__Text section__:
------------------------------------------------------------------------

The Crucible - Setting

This GCSE English Literature quiz questions you on setting in Arthur Miller's The Crucible. Setting in a literary text firstly consists of the location and the time in which the events take place. It is easy to forget that texts can have several settings, since events might occur in very different places or times. Buildings and spaces are also separate settings within the wider setting. Background events, even when these are merely mentioned by characters, are an important part of a text’s setting, as are political and social issues. This wider fictional world is referred to as context (but be careful not to confuse this context within the text with the author’s real-life context). Atmosphere, another key element of setting, usually changes multiple times in a text.

Setting in a play differs somewhat from that in a novel. Watching different versions of the play gives a sense for the many ways in which setting can be interpreted. As you read the text, consider how well you are able to visualise the setting. What effects do you notice?

Beyond time and place, The Crucible has few specific details about its setting. We know the types of rooms in which the acts take place and have a few indications as to the type of furniture present. More interesting is that the stage directions specify the type of windows and lighting involved. Many of the physical settings give a sense of entrapment.

The change of seasons is one aspect of setting, as is weather, although a less predictable, more temporary condition. A text’s setting also includes geographical elements such as region, country, environment, landscapes and buildings. Pay attention to the interaction of characters with their environment: how does this interaction affect the text?

One useful exercise is to compare the era in which a text is set with when it was written. In the case of Miller’s play, the date for the setting is determined by real events. Beyond this fixed point, however, are there any similarities between the setting and Miller’s own time?

Answer the questions below on setting in The Crucible.

1.
In which year is the play set?
1592
1692
1792
1892
The witch trials took place between 1692 and 1693. The play begins in the spring of 1692 and ends in the autumn of the same year
2.
What is the Christian religious group to which the characters in the play belong?
Puritans
Lutherans
Methodists
Catholics
Puritans disagreed with the use of any ritual or use of objects in religious worship, preferring instead to read and listen to the Bible and to sermons. Some of the activities to which Abigail initially confesses relate to the rituals thought to be magical
3.
Which of the following is true of the spaces in which the action of the play takes place?
They are all comfortable, home-like spaces
They are large, public spaces
They are small, confined and primarily private spaces
The spaces grow ever more light and airy
The spaces grow ever more private and confined. Even the Proctors' living room is described as being "low and dark". The vestry room is much more private and confined than the meeting room in which the trial is held. This sense of private confinement emphasises the lonely entrapment of the many accused
4.
Which of the following is true of the trial scene?

------------------------------------------------------------------------

__Material provided__:

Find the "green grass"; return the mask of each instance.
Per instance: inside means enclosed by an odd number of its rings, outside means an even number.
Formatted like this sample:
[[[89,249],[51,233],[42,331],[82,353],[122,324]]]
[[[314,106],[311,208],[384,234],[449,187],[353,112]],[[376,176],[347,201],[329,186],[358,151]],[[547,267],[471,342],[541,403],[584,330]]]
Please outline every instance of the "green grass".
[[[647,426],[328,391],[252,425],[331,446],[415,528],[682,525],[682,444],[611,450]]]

------------------------------------------------------------------------

__Required work__:
1. Edit the text on setting in The Crucible, beginning at the words "Setting in a play" and stopping after "sense of entrapment.", and replace "stage directions" with "script notes".
2. Put this sentence from the text on setting in The Crucible into Spanish: "Many of the physical settings give a sense of entrapment."
3. Carry on the quiz text about setting in The Crucible, starting after its last line.
The listing above is separate from the text on setting in The Crucible.

__Responses to the tasks__:
1.
Setting in a play differs somewhat from that in a novel. Watching different versions of the play gives a sense for the many ways in which setting can be interpreted. As you read the text, consider how well you are able to visualise the setting. What effects do you notice?

Beyond time and place, The Crucible has few specific details about its setting. We know the types of rooms in which the acts take place and have a few indications as to the type of furniture present. More interesting is that the script notes specify the type of windows and lighting involved. Many of the physical settings give a sense of entrapment.

2. Muchos de los escenarios físicos transmiten una sensación de encierro.

3.
The audience never knows what happens during the trials
The trial takes place in Salem jail
The trial scene is set in the meeting house and the trial itself occurs on stage before action shifts to the vestry room in the next scene
The trial takes place off stage, with only the voices of the judge and the accused being heard through the open doors leading from the vestry room
The real trial takes place as the accused are questioned, bullied and tormented into their confused confessions. Once the accused reach the court, the verdict is a foregone conclusion. The near impossibility of changing the outcome is emphasised by the trials taking place off stage
5.
Act II takes place in the "common room" of the Proctor house. The homely atmosphere of the setting is disturbed by which of the following?
The sound of Elizabeth singing to their children
The gun which John Proctor leans against the wall
The smell of the food cooking over the fire
John's washing of his hands and face
John tells Elizabeth that he has been planting all the way to the edge of the forest; the presence of his gun brings the awareness of surrounding danger into the home. Danger does not enter the home from the forest, however, but from the other inhabitants of the town
6.
What is taking place in Andover in the autumn while the Salem executions are in progress?
Rebellion
The discovery of dozens of further cases of witchcraft
The entire population of Andover confesses to practising witchcraft
The government orders an end to the trials in Andover
Reverend Parris reports that the people of Andover have thrown out the court. He fears a similar riot in the town when Rebecca Nurse and John Proctor hang
7.
Act IV opens in darkness, with "moonlight seeping through the bars". What is significant about this setting?
Those convicted of witchcraft will be hung at daybreak and the timing gives Act IV a sense of urgency
The darkness is emblematic of the spiritual and moral darkness into which the town has descended
The darkness of the setting provides dramatic potential, so that the sun, when it rises in a new dawn at the end of the play, brings death, rather than life
All of the above
Darkness and light alternate throughout the play, which begins with the morning sunlight in Betty's room and ends with the sunlight on Elizabeth Proctor's face
8.
Which of the following settings is immediately associated with the practice of magic?
The meeting room
The bedroom in Parris's house
The river
The forest
The forest symbolises all that is dark, wild and untamed. Abigail and the other girls are accused of dancing like the heathen, or the native (non-Christian) inhabitants of the area. It is important to note that Reverend Parris's own reason for going into the forest is never given
9.
The audience first meets most of the characters, including Abigail, Reverend Parris, John Proctor, Rebecca Nurse, Reverend Hale and the Putnams where?
In the forest
In the meeting room
In Betty's bedroom
In the Proctors' living room
A continual procession of people come into Betty's room, either out of curiosity, or because they have been summoned, or because they are seeking someone else who is there. At the centre of all this motion lies Betty in stillness on her bed, aware of all that is going on and hearing the wild surmises of the other characters
10.
In which country is The Crucible set?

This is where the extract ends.